— begin —

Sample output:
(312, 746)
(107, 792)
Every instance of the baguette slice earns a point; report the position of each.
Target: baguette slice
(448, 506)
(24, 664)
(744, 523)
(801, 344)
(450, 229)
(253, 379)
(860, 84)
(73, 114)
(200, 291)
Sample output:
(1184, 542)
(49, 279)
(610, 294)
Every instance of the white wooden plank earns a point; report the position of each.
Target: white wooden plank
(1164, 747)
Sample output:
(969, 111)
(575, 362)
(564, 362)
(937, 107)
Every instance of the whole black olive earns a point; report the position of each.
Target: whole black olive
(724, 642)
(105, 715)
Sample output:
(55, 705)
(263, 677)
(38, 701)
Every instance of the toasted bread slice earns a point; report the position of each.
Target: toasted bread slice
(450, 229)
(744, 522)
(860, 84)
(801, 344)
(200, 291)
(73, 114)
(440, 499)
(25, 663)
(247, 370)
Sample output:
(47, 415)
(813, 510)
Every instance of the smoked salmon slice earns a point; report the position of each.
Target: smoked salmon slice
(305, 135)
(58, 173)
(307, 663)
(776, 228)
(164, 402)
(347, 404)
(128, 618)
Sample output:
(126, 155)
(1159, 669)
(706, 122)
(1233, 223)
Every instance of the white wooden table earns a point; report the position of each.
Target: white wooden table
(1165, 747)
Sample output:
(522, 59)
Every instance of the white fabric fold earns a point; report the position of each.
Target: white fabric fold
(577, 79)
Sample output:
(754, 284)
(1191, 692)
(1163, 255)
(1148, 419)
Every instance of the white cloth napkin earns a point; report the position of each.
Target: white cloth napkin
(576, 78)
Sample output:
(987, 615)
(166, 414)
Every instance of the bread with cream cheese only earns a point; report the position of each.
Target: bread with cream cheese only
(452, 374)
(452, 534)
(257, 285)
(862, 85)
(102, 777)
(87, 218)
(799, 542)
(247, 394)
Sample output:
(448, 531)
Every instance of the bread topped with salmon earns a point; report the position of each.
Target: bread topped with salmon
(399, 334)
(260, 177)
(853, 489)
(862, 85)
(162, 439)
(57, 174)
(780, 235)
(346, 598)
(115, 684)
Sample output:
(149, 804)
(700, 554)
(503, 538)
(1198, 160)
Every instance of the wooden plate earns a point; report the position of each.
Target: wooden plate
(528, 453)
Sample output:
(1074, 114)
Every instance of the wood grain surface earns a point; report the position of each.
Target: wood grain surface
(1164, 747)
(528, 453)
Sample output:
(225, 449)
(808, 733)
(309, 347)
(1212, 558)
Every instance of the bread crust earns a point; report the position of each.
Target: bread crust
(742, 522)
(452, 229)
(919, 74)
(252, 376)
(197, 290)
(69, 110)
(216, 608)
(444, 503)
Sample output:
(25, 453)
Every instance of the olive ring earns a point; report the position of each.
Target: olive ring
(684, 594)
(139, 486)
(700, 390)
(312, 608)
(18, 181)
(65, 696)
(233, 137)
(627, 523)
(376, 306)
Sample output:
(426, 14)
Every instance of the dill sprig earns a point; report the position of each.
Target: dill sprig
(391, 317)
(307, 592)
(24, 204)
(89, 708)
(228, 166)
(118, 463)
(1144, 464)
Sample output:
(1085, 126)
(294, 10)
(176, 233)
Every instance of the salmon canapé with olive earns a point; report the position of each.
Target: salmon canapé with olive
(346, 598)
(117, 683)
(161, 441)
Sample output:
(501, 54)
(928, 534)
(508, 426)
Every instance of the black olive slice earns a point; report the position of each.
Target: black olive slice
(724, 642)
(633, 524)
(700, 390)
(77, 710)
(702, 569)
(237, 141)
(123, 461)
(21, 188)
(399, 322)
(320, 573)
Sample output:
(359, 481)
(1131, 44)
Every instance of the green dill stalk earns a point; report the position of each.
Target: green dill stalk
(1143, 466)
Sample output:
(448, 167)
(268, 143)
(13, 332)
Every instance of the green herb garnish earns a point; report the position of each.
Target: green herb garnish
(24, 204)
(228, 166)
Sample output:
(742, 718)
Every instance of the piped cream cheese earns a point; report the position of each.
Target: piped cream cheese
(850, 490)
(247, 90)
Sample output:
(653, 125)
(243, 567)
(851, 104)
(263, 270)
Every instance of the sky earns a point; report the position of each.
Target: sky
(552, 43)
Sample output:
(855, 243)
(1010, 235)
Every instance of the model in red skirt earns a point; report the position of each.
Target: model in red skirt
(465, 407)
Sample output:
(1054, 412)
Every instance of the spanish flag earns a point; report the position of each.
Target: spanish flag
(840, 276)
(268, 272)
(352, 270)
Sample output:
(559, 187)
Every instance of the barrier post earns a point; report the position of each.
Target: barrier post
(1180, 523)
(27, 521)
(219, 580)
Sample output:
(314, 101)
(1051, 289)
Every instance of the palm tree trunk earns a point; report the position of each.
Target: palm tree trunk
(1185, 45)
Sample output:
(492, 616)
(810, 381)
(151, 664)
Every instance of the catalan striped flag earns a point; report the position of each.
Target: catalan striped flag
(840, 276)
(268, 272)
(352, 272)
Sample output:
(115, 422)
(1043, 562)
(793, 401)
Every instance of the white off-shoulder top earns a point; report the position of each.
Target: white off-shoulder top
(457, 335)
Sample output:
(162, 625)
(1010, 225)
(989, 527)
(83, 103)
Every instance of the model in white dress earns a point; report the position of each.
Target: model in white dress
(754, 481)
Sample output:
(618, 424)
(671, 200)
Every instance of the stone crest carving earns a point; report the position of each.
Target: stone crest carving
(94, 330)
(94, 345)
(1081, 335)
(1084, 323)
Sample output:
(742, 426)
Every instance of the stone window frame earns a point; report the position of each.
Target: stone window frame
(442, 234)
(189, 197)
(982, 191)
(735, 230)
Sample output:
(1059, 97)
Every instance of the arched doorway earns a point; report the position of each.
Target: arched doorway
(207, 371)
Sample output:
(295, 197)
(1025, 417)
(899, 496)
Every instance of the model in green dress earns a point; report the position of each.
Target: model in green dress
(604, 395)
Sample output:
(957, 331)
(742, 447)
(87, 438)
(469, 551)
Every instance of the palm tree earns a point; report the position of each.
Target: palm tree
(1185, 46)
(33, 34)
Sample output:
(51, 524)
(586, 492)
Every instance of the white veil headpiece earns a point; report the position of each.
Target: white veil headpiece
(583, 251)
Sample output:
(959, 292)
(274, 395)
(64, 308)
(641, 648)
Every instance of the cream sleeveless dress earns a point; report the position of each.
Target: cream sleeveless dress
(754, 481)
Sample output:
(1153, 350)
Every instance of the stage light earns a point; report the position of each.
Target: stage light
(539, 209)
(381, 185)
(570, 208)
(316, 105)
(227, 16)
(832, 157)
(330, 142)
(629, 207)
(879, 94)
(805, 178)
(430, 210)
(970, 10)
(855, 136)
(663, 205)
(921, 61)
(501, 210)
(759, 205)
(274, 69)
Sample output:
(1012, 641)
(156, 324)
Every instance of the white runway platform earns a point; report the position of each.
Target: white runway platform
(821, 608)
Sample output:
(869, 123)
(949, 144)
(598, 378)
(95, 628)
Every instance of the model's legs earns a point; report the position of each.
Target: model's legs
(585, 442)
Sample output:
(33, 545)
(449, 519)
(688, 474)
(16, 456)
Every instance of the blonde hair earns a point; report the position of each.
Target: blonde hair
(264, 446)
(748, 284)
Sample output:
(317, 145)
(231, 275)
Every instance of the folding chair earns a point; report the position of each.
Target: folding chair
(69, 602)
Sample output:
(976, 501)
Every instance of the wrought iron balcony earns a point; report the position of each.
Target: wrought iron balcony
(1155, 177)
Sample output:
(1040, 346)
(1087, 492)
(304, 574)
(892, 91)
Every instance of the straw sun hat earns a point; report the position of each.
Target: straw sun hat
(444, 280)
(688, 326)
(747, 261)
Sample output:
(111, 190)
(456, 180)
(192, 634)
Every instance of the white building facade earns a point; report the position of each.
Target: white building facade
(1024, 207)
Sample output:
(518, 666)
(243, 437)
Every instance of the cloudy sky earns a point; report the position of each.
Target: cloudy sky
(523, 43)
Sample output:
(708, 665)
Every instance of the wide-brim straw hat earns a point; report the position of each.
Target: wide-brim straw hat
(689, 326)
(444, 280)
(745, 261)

— end —

__TASK TO CARRY OUT__: Find each line in the records above that contains the word "sprig", and copy those lines out in full.

__PROBLEM SOLUTION__:
Every instance of the dill sprig earns a point; report the position of each.
Target: dill sprig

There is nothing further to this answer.